▶ **ENUNCIADO**:
Reproduza fielmente o trecho do texto sobre a cimeira de Panmunjom que vai de "Na próxima sexta-feira, as" a "Kim, no Norte.".

▶ **TEXTO SELECIONADO**:

━━━━━━━━━━━━━━━━━━━━

A cimeira de Panmunjom vai desbravar terreno para a reunião EUA-Coreia do Norte. E talvez anunciar o fim da guerra na península

Sessenta e cinco anos depois, a Guerra da Coreia pode estar prestes a terminar — oficialmente. As armas calaram-se em 1953 e, na aldeia sul-coreana de Panmunjom, foi assinado um armistício, mas nunca as Coreias selaram a paz entre ambas com um tratado. “Com a possibilidade de uma cimeira entre Donald Trump [Presidente dos EUA] e Kim Jong-un [lí- der da Coreia do Norte], acredito que existam condições para, simbolicamente, se estabelecer o fim do conflito”, disse ao Expresso Rui Saraiva, professor de Ciência Política na Universidade de Hosei (Japão). “Esse gesto poderá desencadear novos entendimentos e ideias sobre como as Coreias poderão coexistir pacificamente.”

Na próxima sexta-feira, as lideranças das duas Coreias regressam à chamada “aldeia da trégua”. “O armistício que se arrasta há 65 anos deve acabar. Assim que o fim da guerra for declarado, devemos procurar assinar um tratado de paz”, defendeu, na quinta-feira, o Presidente sul-coreano, Moon Jae-in. Nesse dia, foi criada uma “linha direta” entre o gabinete de Moon, no Sul, e a Comissão para os Assuntos de Estado, presidida por Kim, no Norte.

A cimeira de sexta-feira será apenas a terceira, ao mais alto nível, desde a divisão da península. A primeira realizou-se em 2000, entre Kim Jong-il, pai do atual líder norte-coreano, e Kim Dae-jung, que receberia o Nobel da Paz. A segunda ocorreu em 2007, entre Kim Jong-il e Roh Moo-hyun, um dos Presidentes sul-coreanos caídos em desgraça após deixarem a Casa Azul — terminou o mandato em 2008 e suicidou-se em 2009. Ambas se realizaram na capital norte-coreana, Pyongyang, o que faz com que Kim Jong-un esteja prestes a tornar-se o primeiro líder norte-coreano a atravessar o paralelo 38.

━━━━━━━━━━━━━━━━━━━━

▶ **EXCERTO DOS REGISTOS**:

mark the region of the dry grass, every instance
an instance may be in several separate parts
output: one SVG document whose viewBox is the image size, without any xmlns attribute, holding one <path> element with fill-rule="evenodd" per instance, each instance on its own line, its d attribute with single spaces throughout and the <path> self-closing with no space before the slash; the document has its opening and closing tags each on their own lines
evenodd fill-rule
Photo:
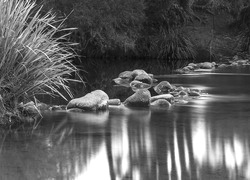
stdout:
<svg viewBox="0 0 250 180">
<path fill-rule="evenodd" d="M 0 0 L 0 95 L 6 107 L 36 94 L 63 97 L 60 89 L 71 95 L 67 82 L 76 68 L 72 44 L 65 43 L 71 29 L 40 10 L 31 0 Z"/>
</svg>

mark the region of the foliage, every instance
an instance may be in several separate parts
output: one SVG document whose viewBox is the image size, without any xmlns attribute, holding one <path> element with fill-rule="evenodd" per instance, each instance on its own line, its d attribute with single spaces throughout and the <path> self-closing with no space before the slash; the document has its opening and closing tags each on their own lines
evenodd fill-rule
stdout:
<svg viewBox="0 0 250 180">
<path fill-rule="evenodd" d="M 147 22 L 137 42 L 141 56 L 164 59 L 168 63 L 194 57 L 193 45 L 182 30 L 190 20 L 185 10 L 169 1 L 147 1 Z"/>
<path fill-rule="evenodd" d="M 34 11 L 35 10 L 35 11 Z M 3 108 L 16 108 L 19 100 L 40 93 L 70 90 L 66 83 L 76 71 L 63 29 L 50 11 L 40 15 L 31 0 L 0 0 L 0 95 Z"/>
<path fill-rule="evenodd" d="M 239 46 L 250 53 L 250 5 L 241 10 L 235 25 L 241 28 Z"/>
<path fill-rule="evenodd" d="M 45 6 L 69 15 L 68 26 L 78 27 L 74 36 L 85 56 L 134 50 L 144 21 L 143 0 L 45 0 Z"/>
</svg>

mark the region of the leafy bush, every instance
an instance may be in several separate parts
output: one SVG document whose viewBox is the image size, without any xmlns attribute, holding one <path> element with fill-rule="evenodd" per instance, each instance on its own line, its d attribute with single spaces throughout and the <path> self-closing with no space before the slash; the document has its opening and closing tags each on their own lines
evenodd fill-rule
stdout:
<svg viewBox="0 0 250 180">
<path fill-rule="evenodd" d="M 23 98 L 59 94 L 76 71 L 62 28 L 51 12 L 40 16 L 31 0 L 0 0 L 0 95 L 3 108 L 15 108 Z M 35 10 L 35 11 L 34 11 Z"/>
<path fill-rule="evenodd" d="M 175 61 L 194 57 L 193 45 L 182 30 L 189 21 L 189 15 L 178 4 L 169 1 L 148 1 L 148 21 L 142 38 L 137 42 L 141 56 Z"/>
<path fill-rule="evenodd" d="M 100 57 L 109 52 L 134 50 L 144 21 L 143 0 L 45 0 L 60 14 L 69 15 L 68 26 L 76 26 L 73 39 L 79 53 Z"/>
</svg>

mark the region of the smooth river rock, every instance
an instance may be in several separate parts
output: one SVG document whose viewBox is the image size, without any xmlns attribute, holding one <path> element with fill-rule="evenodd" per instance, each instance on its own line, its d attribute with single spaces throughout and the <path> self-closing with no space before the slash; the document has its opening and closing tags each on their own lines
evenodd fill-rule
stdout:
<svg viewBox="0 0 250 180">
<path fill-rule="evenodd" d="M 108 95 L 102 90 L 95 90 L 81 98 L 72 99 L 67 109 L 79 108 L 84 111 L 105 110 L 108 107 Z"/>
<path fill-rule="evenodd" d="M 150 92 L 145 89 L 136 91 L 133 95 L 124 101 L 127 107 L 148 107 L 150 103 Z"/>
</svg>

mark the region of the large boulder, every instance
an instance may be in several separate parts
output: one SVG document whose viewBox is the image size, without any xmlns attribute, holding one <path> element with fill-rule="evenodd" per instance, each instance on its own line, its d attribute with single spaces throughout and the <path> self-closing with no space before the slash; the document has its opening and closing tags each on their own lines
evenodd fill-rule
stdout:
<svg viewBox="0 0 250 180">
<path fill-rule="evenodd" d="M 102 90 L 95 90 L 81 98 L 72 99 L 67 109 L 79 108 L 84 111 L 105 110 L 108 107 L 108 95 Z"/>
<path fill-rule="evenodd" d="M 159 100 L 159 99 L 164 99 L 172 103 L 174 101 L 174 96 L 171 94 L 161 94 L 161 95 L 153 96 L 150 98 L 150 103 L 153 103 L 154 101 Z"/>
<path fill-rule="evenodd" d="M 215 66 L 215 62 L 203 62 L 199 64 L 201 69 L 212 69 Z"/>
<path fill-rule="evenodd" d="M 157 80 L 153 78 L 153 74 L 148 74 L 146 71 L 142 69 L 135 69 L 133 71 L 124 71 L 121 72 L 117 78 L 113 79 L 116 85 L 130 87 L 130 83 L 133 80 L 140 81 L 146 84 L 152 84 Z"/>
<path fill-rule="evenodd" d="M 132 71 L 124 71 L 121 72 L 118 75 L 118 78 L 113 79 L 113 81 L 120 86 L 124 86 L 124 87 L 130 87 L 130 83 L 131 81 L 133 81 L 134 77 L 132 75 Z"/>
<path fill-rule="evenodd" d="M 133 95 L 124 101 L 124 105 L 128 107 L 148 107 L 150 103 L 150 92 L 145 89 L 136 91 Z"/>
<path fill-rule="evenodd" d="M 157 94 L 167 94 L 171 89 L 173 89 L 173 87 L 168 81 L 161 81 L 154 87 Z"/>
<path fill-rule="evenodd" d="M 157 99 L 154 102 L 150 103 L 152 107 L 170 107 L 171 103 L 166 99 Z"/>
</svg>

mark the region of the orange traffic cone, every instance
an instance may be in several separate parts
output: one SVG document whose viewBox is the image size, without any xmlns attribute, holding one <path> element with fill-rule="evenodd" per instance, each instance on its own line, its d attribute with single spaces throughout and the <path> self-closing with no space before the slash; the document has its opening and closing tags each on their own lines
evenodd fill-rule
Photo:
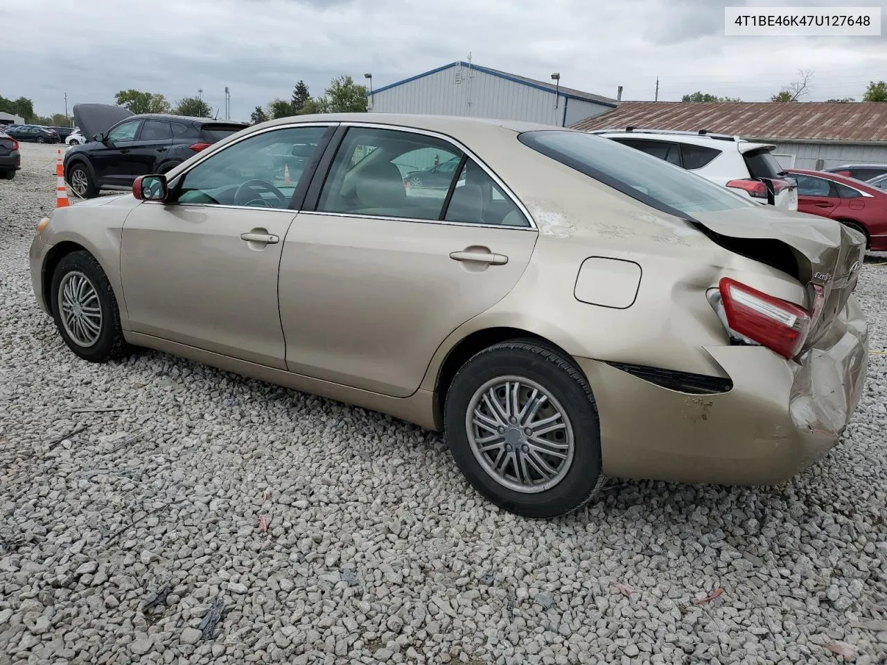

━━━━━━━━━━━━━━━━━━━━

▶ **RESOLUÇÃO**:
Na próxima sexta-feira, as lideranças das duas Coreias regressam à chamada “aldeia da trégua”. “O armistício que se arrasta há 65 anos deve acabar. Assim que o fim da guerra for declarado, devemos procurar assinar um tratado de paz”, defendeu, na quinta-feira, o Presidente sul-coreano, Moon Jae-in. Nesse dia, foi criada uma “linha direta” entre o gabinete de Moon, no Sul, e a Comissão para os Assuntos de Estado, presidida por Kim, no Norte.